=== What is being asked ===
Retype, without alteration, each line from the line containing "Reviewer note: see that each instance of the black trim" to the final line of the records.

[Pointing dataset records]
+++++

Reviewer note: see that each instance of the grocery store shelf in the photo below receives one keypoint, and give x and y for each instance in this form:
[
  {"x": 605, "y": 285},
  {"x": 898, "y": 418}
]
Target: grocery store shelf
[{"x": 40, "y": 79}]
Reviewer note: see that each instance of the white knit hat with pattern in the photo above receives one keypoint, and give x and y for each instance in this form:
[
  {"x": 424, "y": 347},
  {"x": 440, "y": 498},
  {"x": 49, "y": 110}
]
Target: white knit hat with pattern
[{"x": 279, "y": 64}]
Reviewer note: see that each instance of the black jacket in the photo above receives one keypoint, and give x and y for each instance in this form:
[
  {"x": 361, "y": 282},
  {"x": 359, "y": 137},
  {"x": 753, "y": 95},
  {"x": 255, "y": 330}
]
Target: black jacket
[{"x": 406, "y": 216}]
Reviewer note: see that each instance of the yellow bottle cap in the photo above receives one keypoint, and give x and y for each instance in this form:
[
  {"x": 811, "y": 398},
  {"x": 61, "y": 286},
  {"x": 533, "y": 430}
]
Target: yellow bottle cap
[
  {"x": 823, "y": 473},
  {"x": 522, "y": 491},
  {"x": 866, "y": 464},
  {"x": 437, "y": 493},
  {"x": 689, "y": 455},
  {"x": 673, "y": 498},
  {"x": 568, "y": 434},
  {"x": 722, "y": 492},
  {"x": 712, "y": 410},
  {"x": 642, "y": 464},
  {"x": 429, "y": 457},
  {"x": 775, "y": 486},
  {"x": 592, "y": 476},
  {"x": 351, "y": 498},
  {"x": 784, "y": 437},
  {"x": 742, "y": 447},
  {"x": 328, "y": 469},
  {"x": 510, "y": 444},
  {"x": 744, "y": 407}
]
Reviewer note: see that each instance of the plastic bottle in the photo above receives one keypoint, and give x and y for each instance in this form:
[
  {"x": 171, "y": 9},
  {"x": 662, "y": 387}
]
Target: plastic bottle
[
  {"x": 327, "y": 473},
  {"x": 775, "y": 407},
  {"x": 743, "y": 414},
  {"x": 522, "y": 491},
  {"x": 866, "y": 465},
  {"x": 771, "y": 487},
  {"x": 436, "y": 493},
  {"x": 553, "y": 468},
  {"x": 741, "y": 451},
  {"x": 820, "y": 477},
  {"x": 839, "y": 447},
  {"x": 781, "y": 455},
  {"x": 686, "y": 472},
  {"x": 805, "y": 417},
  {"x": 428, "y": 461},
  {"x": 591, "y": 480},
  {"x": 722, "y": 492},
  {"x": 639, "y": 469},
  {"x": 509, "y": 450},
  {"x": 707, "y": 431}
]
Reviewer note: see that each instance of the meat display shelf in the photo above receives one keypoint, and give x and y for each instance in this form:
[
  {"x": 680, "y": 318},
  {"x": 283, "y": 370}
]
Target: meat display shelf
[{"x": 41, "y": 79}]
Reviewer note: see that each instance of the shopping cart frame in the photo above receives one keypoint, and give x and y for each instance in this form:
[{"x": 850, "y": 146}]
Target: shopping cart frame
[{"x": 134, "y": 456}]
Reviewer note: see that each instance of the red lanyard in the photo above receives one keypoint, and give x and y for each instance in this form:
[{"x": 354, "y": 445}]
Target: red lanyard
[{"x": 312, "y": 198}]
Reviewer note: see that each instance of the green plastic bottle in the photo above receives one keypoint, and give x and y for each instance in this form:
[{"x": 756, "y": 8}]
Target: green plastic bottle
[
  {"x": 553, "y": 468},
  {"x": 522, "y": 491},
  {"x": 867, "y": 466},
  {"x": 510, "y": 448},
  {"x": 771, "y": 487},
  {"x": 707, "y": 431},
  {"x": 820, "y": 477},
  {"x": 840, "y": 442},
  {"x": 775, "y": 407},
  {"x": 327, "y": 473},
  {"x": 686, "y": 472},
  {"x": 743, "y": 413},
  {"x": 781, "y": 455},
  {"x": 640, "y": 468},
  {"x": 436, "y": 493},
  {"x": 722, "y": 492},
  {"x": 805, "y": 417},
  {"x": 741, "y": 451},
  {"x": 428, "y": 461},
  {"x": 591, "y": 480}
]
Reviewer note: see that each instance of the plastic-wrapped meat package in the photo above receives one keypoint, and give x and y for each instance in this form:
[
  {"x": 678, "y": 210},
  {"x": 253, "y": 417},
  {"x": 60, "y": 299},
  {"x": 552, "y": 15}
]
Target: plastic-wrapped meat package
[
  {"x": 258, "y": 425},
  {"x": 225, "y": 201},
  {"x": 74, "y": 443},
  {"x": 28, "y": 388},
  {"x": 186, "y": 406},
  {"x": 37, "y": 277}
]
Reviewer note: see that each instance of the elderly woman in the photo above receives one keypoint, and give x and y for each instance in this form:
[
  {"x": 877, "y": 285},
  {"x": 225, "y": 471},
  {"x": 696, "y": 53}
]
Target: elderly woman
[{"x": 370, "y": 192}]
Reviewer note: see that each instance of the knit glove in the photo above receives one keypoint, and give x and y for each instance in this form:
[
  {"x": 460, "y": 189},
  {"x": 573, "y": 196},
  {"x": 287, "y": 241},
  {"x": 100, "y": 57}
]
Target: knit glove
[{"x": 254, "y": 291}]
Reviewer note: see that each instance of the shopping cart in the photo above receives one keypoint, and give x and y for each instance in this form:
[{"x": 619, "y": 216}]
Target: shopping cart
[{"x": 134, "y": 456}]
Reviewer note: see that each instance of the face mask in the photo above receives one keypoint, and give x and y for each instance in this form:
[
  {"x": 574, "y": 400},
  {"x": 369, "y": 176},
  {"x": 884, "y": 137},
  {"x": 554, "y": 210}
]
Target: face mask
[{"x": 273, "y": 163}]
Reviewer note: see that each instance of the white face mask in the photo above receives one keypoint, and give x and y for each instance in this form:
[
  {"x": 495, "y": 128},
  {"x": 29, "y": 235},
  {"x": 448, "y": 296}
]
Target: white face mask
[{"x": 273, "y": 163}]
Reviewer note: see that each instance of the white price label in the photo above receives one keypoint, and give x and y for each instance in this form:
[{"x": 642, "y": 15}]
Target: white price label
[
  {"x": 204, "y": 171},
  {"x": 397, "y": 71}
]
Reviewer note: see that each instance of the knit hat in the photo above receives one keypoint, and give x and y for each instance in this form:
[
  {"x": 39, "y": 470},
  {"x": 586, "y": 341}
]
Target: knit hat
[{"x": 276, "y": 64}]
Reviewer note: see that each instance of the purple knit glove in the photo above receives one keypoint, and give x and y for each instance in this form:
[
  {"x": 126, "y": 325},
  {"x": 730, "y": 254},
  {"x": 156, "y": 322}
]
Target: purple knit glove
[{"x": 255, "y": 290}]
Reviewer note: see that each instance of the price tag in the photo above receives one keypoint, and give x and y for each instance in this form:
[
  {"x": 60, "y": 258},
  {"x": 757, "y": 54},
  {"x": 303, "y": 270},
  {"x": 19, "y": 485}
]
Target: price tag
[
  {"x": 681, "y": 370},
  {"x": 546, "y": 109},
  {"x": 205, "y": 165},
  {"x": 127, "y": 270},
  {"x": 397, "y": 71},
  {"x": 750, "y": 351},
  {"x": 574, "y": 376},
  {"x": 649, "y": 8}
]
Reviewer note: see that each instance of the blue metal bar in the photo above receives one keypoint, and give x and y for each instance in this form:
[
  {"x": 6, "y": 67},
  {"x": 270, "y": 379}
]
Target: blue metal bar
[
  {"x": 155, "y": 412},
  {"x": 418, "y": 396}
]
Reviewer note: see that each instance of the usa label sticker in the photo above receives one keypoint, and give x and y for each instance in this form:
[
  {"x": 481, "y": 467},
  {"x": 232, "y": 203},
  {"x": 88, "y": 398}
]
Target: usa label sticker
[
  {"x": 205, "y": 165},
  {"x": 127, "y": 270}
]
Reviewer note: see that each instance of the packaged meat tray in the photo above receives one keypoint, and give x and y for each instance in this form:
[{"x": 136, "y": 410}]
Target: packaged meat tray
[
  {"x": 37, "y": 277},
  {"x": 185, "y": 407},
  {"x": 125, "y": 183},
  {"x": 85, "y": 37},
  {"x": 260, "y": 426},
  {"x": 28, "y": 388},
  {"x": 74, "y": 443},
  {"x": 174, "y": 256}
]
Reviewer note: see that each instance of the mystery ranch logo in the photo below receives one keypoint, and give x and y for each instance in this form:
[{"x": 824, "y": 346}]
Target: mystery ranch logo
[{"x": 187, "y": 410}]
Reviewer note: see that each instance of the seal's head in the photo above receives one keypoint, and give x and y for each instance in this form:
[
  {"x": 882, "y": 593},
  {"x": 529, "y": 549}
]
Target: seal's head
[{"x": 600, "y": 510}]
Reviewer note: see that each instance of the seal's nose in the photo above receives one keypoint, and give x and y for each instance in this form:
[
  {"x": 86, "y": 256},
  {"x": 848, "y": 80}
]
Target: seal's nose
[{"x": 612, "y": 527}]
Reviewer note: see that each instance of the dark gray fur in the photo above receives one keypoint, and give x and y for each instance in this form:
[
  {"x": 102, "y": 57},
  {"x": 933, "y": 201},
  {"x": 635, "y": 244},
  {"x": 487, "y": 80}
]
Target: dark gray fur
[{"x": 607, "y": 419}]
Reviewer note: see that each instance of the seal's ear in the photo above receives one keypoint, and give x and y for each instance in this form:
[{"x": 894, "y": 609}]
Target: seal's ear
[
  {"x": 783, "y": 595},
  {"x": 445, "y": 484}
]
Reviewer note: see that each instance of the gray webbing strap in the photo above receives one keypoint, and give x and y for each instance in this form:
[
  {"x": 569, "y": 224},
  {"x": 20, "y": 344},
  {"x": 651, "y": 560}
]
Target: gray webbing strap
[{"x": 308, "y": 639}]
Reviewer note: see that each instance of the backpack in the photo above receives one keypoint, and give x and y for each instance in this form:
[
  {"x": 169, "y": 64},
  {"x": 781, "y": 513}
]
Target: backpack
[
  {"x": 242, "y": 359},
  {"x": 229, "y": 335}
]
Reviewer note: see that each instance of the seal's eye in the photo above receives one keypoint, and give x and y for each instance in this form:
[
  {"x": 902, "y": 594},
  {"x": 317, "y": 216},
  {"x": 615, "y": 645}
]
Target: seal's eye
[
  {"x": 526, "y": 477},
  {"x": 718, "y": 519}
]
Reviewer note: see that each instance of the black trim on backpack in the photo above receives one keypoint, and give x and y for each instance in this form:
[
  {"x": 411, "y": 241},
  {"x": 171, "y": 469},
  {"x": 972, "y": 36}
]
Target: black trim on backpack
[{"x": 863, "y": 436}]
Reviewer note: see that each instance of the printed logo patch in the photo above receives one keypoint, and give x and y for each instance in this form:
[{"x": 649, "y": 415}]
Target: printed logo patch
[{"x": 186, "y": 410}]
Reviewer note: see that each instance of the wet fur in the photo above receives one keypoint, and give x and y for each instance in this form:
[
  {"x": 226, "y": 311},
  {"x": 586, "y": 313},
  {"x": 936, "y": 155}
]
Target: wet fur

+++++

=== Response for this exercise ===
Reviewer note: see that each instance of the black trim on backpack in the photo above receives one keypoint, and give x and y for each instance in this form:
[
  {"x": 411, "y": 241},
  {"x": 171, "y": 469},
  {"x": 972, "y": 36}
]
Target: black trim on backpack
[{"x": 863, "y": 436}]
Reviewer note: see that each instance of the printed logo patch in the photo above receives one keypoint, and give x and y for each instance in this form:
[{"x": 649, "y": 415}]
Target: printed logo patch
[{"x": 186, "y": 410}]
Reviewer note: see that each instance of the wet fur in the photo above receives one keypoint, and give x and y for each instance in this form:
[
  {"x": 226, "y": 311},
  {"x": 586, "y": 313},
  {"x": 936, "y": 155}
]
Target: wet fur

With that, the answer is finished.